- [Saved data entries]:
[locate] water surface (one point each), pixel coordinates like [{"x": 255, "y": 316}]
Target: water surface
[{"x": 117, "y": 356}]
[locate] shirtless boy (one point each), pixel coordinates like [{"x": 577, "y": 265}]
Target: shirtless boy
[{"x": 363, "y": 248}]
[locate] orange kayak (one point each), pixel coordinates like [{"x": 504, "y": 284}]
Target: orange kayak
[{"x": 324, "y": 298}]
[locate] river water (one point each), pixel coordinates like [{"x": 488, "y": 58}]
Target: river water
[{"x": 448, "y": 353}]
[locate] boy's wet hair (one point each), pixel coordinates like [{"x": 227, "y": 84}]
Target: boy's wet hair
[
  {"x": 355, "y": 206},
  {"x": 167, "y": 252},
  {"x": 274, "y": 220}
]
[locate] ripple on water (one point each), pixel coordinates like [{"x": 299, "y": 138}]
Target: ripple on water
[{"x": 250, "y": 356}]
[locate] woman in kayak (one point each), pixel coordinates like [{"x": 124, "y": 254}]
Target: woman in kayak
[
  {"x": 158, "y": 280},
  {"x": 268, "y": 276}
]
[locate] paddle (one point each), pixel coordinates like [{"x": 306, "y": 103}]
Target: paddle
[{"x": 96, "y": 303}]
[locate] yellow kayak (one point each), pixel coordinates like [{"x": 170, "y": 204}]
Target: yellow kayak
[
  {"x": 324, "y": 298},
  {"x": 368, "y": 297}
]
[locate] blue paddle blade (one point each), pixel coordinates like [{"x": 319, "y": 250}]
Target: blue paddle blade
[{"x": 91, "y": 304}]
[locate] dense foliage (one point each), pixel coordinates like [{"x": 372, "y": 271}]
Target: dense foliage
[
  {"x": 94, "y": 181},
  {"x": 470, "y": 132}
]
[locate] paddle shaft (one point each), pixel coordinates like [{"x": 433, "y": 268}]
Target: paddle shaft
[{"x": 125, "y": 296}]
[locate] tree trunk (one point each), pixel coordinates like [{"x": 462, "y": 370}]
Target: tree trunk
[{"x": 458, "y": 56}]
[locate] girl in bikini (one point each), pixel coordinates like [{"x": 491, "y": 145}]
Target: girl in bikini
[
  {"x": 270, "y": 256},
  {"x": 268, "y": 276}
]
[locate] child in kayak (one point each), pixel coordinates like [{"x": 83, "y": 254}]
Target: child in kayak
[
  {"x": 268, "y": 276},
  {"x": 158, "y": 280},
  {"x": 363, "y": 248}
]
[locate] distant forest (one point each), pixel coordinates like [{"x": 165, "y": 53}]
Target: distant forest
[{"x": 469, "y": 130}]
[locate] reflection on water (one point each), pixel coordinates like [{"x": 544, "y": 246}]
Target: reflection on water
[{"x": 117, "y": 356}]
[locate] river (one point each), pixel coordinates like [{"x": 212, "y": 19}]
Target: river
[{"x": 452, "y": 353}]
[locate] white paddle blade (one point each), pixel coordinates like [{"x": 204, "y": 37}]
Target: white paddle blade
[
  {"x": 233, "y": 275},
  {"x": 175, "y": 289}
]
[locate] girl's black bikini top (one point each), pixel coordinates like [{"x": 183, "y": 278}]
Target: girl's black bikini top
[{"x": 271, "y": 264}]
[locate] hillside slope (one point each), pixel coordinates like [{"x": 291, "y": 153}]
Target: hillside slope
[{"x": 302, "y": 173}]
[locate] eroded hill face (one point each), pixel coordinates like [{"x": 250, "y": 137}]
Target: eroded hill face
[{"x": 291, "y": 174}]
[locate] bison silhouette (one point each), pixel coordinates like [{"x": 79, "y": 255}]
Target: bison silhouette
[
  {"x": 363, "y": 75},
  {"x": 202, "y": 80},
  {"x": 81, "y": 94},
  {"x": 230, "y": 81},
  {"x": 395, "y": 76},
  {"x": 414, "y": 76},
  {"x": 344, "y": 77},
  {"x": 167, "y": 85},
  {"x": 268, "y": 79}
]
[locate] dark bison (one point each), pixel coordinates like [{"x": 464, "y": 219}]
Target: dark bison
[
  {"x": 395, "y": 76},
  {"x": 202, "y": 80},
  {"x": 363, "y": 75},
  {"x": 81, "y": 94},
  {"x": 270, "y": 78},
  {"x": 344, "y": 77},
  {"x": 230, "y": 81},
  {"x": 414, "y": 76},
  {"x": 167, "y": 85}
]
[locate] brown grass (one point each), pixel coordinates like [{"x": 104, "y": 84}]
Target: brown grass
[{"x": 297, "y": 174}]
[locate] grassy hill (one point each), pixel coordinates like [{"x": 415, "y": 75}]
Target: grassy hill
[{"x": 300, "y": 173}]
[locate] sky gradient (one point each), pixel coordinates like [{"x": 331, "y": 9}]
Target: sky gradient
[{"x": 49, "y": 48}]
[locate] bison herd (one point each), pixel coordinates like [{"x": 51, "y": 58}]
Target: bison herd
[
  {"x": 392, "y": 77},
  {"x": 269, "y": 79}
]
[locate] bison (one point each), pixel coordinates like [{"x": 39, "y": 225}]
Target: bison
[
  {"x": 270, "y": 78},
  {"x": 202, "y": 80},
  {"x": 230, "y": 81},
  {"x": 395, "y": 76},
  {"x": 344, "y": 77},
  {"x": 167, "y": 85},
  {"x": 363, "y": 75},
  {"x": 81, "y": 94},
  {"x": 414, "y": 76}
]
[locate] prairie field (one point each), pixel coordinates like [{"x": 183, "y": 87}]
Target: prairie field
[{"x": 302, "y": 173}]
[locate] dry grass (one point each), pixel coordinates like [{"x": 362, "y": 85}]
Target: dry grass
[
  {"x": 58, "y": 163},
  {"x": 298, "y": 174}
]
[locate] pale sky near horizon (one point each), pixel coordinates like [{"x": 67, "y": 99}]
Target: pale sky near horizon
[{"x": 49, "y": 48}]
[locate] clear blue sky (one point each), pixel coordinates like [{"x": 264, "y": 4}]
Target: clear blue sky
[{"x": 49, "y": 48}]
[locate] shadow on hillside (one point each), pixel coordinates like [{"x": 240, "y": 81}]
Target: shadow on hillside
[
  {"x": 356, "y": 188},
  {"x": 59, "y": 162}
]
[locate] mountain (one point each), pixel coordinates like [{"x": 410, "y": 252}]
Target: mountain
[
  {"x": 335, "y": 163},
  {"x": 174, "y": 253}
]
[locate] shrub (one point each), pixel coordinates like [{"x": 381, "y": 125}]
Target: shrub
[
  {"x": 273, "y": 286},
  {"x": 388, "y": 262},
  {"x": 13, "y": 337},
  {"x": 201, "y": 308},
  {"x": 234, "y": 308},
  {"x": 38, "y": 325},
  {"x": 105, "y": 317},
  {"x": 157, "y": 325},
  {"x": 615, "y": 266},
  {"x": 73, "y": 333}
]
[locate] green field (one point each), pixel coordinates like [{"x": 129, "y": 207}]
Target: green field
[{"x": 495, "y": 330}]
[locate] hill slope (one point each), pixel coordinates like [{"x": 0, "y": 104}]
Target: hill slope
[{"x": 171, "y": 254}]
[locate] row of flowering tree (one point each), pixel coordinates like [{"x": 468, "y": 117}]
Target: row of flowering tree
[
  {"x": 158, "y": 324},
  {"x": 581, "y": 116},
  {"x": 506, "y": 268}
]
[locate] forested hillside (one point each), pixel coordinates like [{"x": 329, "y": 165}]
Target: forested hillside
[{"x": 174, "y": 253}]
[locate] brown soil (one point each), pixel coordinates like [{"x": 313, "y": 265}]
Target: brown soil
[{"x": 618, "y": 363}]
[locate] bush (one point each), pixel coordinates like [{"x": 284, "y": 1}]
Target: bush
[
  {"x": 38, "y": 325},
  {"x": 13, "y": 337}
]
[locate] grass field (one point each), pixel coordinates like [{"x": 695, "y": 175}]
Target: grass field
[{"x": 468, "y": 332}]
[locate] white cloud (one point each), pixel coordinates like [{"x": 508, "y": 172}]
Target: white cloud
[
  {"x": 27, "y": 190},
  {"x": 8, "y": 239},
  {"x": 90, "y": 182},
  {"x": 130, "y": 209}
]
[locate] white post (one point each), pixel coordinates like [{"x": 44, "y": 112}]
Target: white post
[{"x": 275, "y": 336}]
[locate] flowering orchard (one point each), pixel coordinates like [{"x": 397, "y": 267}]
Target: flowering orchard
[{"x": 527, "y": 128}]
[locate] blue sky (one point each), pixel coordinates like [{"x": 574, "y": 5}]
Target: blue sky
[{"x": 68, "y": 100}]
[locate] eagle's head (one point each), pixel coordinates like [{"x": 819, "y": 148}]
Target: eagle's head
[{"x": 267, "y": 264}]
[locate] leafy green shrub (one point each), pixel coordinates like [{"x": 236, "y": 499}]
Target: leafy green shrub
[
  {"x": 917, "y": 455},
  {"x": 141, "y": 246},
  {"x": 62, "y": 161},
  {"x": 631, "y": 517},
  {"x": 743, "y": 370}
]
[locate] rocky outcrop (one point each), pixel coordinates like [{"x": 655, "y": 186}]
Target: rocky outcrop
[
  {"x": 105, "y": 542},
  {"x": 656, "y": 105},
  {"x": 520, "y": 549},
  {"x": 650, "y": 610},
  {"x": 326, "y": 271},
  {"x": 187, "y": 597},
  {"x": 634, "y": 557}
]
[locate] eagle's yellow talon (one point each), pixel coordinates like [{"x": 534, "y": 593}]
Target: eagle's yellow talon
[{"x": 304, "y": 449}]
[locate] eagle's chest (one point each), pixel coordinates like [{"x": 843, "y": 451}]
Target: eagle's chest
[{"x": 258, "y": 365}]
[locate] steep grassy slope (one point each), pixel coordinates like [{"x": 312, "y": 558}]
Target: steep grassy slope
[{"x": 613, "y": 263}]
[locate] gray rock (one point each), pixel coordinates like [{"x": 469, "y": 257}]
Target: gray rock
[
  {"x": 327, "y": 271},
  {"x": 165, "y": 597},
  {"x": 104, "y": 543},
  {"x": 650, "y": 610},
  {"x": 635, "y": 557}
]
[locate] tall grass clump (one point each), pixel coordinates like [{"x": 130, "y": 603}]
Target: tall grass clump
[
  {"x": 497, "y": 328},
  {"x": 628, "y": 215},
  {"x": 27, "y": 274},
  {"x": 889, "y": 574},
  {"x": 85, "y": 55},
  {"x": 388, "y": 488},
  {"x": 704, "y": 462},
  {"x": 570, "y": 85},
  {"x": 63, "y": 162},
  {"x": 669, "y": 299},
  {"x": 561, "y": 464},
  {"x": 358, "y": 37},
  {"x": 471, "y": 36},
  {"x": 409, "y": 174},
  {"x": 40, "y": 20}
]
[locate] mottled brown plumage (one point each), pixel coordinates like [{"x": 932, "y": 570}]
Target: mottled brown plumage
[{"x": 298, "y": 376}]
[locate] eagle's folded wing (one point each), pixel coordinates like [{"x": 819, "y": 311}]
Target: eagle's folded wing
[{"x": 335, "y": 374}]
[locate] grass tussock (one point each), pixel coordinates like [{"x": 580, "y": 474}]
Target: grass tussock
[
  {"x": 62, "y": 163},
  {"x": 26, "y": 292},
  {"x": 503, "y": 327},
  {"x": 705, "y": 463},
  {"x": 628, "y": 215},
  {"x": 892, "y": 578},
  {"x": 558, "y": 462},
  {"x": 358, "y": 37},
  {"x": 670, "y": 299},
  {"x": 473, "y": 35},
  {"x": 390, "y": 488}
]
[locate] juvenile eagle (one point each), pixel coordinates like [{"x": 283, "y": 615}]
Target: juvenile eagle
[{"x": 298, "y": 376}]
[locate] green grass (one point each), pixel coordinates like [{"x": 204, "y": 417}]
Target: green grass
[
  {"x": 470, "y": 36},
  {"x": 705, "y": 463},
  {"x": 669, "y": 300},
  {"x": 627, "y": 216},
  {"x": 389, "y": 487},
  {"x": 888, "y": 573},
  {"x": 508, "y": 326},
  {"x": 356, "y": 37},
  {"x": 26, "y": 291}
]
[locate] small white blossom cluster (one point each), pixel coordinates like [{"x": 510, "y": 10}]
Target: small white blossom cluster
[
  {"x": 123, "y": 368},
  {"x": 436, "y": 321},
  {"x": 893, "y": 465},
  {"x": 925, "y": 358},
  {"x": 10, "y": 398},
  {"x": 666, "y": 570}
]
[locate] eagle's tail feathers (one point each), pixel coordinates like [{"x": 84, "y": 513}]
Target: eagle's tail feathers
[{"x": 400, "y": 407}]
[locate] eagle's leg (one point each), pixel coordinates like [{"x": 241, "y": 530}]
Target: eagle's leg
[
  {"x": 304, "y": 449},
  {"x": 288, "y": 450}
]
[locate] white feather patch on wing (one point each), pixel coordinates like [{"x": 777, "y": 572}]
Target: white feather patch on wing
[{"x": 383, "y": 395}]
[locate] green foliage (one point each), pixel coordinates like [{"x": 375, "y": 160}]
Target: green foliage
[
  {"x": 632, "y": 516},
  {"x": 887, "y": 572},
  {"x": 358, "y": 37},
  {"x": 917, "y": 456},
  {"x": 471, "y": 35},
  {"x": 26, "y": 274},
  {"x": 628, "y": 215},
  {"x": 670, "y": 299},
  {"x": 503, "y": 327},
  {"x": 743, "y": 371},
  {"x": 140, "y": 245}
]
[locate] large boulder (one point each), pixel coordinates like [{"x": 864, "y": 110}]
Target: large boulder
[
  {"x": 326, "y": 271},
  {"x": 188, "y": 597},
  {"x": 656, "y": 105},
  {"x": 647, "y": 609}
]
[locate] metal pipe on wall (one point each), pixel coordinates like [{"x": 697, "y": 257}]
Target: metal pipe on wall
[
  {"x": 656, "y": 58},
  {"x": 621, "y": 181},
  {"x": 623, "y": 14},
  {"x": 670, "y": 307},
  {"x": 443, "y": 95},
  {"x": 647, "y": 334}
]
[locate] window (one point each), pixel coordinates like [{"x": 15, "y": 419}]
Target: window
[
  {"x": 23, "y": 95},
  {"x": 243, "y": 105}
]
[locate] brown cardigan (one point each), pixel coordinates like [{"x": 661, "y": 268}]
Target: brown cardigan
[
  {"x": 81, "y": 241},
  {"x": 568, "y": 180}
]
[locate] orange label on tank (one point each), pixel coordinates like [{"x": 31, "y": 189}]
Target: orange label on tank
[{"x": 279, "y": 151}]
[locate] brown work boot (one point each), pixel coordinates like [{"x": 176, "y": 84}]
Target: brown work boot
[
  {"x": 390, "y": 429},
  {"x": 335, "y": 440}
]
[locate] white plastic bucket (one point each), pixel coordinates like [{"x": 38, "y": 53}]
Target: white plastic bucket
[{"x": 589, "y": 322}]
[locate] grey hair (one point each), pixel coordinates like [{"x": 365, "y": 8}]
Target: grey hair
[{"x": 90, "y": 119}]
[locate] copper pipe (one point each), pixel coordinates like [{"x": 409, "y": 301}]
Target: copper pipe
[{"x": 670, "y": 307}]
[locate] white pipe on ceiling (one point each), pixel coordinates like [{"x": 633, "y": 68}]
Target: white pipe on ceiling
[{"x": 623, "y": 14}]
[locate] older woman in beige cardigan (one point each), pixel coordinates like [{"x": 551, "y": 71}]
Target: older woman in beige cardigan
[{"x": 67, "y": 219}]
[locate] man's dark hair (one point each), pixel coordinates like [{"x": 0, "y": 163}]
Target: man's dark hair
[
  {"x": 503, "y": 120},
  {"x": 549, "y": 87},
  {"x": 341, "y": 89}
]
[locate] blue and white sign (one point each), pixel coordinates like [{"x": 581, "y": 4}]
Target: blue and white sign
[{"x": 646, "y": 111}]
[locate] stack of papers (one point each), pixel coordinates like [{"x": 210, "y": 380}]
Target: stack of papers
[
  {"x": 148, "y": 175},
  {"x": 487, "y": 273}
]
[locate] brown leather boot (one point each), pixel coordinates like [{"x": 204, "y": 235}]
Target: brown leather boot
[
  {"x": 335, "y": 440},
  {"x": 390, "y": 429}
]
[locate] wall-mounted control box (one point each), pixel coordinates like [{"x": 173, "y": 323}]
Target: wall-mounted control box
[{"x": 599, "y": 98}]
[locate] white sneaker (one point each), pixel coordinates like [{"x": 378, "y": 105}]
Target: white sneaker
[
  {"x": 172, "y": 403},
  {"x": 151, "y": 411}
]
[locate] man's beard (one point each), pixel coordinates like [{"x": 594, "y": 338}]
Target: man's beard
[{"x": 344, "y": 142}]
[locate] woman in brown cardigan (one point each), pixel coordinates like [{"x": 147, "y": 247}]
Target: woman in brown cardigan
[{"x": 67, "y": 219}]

- [WORK ORDER]: Take the records above and return, word for word, only the lines that fall from the line with "[locate] white feather" to the line with "[locate] green foliage", both of them included.

- [WORKED SOLUTION]:
[locate] white feather patch on wing (one point each), pixel coordinates like [{"x": 777, "y": 572}]
Target: white feather patch on wing
[{"x": 383, "y": 395}]
[locate] green foliage (one point each), pixel coordinates like [{"x": 375, "y": 160}]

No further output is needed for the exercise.